(CONSEGNA A)
Nel brano sullo studente in fuga, riscrivi tutto da "Così non è stato." fino a "decisione del figlio.", sostituendo "skateboard" con "monopattino".
(CONSEGNA B)
Indica se ciascuna affermazione concorda con il brano sullo studente in fuga, rispondendo sì o no e citando le parole decisive del brano: (i) lo studente aveva sedici anni; (ii) il tumore colpiva il sistema nervoso; (iii) i genitori hanno chiesto di proseguire le ricerche.
(CONSEGNA C)
Scrivi il seguito del brano sullo studente in fuga, partendo dopo la sua ultima frase.

Un altro vecchio articolo che ci ricorda quanto sia importante la libertà di scelta. E che ci ricorda che è sempre possibile esercitarla.
Avrebbe avuto una vita come tanti, fatta di lunghe sessioni di chemioterapia, ridotto a materia di sperimentazione di sempre nuovi farmaci. Attaccato ai medici come fossero potenti sciamani o misteriosi taumaturghi, avrebbe subordinato tutti i suoi desideri, tutti i suoi sogni ad un’unica, incrollabile speranza: guarire dal tumore. In una parola, sarebbe sopravvissuto.
Così non è stato. Uno studente americano di sedici anni, affetto da un tumore al sistema linfatico, ha deciso di fuggire l’ultimo ricatto su cui la medicina, intesa come corpo separato, fonda il proprio potere: la paura della morte. Con una borsa di vestiti, il suo skateboard e qualche centinaio di mille lire in tasca, ha lasciato la famiglia ed è partito. Di fronte ad un’esistenza che lo stava lentamente soffocando, ha scelto di andarsene. Subito, i cani da guardia di questa società di sopravviventi gli si sono messi alle calcagna. Un simile gesto di rivolta e di radicale appropriazione di sé non può che essere, agli occhi di tutti i rassegnati, una decisione tragica, dettata dalla disperazione. Lo vorrebbero in ospedale, per il suo bene. I genitori, invece, hanno chiesto subito di interrompere le ricerche, accogliendo con insolita dignità la decisione del figlio.

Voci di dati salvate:

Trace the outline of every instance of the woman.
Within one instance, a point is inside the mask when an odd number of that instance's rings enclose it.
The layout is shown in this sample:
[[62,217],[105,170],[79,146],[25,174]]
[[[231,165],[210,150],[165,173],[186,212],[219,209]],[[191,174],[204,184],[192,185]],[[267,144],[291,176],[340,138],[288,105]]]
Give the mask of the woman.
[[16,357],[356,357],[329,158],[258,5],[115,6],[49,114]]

(RISULTATO DELL'ESERCIZIO A)
Così non è stato. Uno studente americano di sedici anni, affetto da un tumore al sistema linfatico, ha deciso di fuggire l’ultimo ricatto su cui la medicina, intesa come corpo separato, fonda il proprio potere: la paura della morte. Con una borsa di vestiti, il suo monopattino e qualche centinaio di mille lire in tasca, ha lasciato la famiglia ed è partito. Di fronte ad un’esistenza che lo stava lentamente soffocando, ha scelto di andarsene. Subito, i cani da guardia di questa società di sopravviventi gli si sono messi alle calcagna. Un simile gesto di rivolta e di radicale appropriazione di sé non può che essere, agli occhi di tutti i rassegnati, una decisione tragica, dettata dalla disperazione. Lo vorrebbero in ospedale, per il suo bene. I genitori, invece, hanno chiesto subito di interrompere le ricerche, accogliendo con insolita dignità la decisione del figlio.

(RISULTATO DELL'ESERCIZIO B)
(i) Sì: "Uno studente americano di sedici anni".
(ii) No: "affetto da un tumore al sistema linfatico".
(iii) No: "hanno chiesto subito di interrompere le ricerche".

(RISULTATO DELL'ESERCIZIO C)
I medici sono rimasti senza una macchina da ricomporre, con un corpo da curare in meno. L’industria farmaceutica ha perso un’occasione di ricerca. Dovranno fare a meno di lui, perché è altrove. A vivere pienamente, e non più con un occhio sempre volto all’orologio.
Se ne è andato, e buonanotte ai suonatori.